> Your tasks:
a – Decide whether each statement agrees with the excerpt on having children. Answer yes or no for each, and quote the words from the excerpt that settle it. (i) The friend became pregnant by mistake at some point. (ii) The writer now has only one ovary. (iii) The writer has always fantasized a lot about being a mother.
b – Rewrite the excerpt on having children between "I know there" and "to listen to.", inclusive, and change "difficult" to "hard".

> Document excerpt:
━━━━━━━━━━━━━━━━

To which I am utterly puzzled. What does 'left it too long' mean really? Because she, like many of my female friends, always assumed we would grow up to have a husband and probably a family and for many of us, this did not happen in the way that we expected when we were children.
She hasn't gotten pregnant yet because the opportunity really wasn't there. If she were to look at the course of her life, I suppose she could have gotten pregnant 'by mistake' at some point. But had that happened, she would have probably had an abortion. She was never in the relationship she wanted or needed to be in to raise a child. So I don't really see how she can be so critical of herself now- that she left it too long. If it was going to happen earlier, it would have happened earlier.
And then to say this to me, who only has one ovary now, who does not have the husband, or even the relationship that might be a husband and so am at least a few years off of the possibility of having children (at least how I currently think of it) I find slightly mental (or at least, inconsiderate).
I know there are other significant reasons that have to do with who she is as a person and her current life choices and resulting situation for why this particular life event has taken on such immeasurable significance. But still. It's sometimes difficult to listen to.
And it does make me think about things I don't think about all that often- mainly, about whether or not I want children and how there is a time window that gets smaller and smaller every year for that to happen. It is fair enough to say that I am well past the half way point of my ability to have a child. And although there are many likely years ahead of me, it's well on the downward slope now. Not to mention that, as I say, without a relationship with any sort of potential, some of that time is just eaten up anyway and the window gets smaller and smaller.
Will I be sad if I never have children? I think so. It is something that I always thought I wanted. But I only wanted it within the context of a relationship and family. I have never been overly keen on babies or fantasized a lot about being a mother. But it is something, within the general outline of my life that I thought I would like to have or be.

━━━━━━━━━━━━━━━━

> Collected data:
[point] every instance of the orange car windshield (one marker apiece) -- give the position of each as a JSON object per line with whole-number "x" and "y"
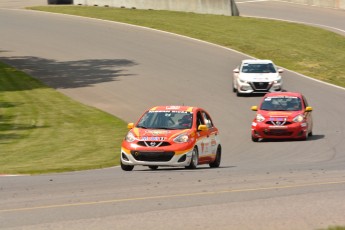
{"x": 166, "y": 120}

━━━━━━━━━━━━━━━━

> Expected outputs:
a –
(i) No: "She hasn't gotten pregnant yet because the opportunity really wasn't there."
(ii) Yes: "who only has one ovary now"
(iii) No: "I have never been overly keen on babies or fantasized a lot about being a mother."

b –
I know there are other significant reasons that have to do with who she is as a person and her current life choices and resulting situation for why this particular life event has taken on such immeasurable significance. But still. It's sometimes hard to listen to.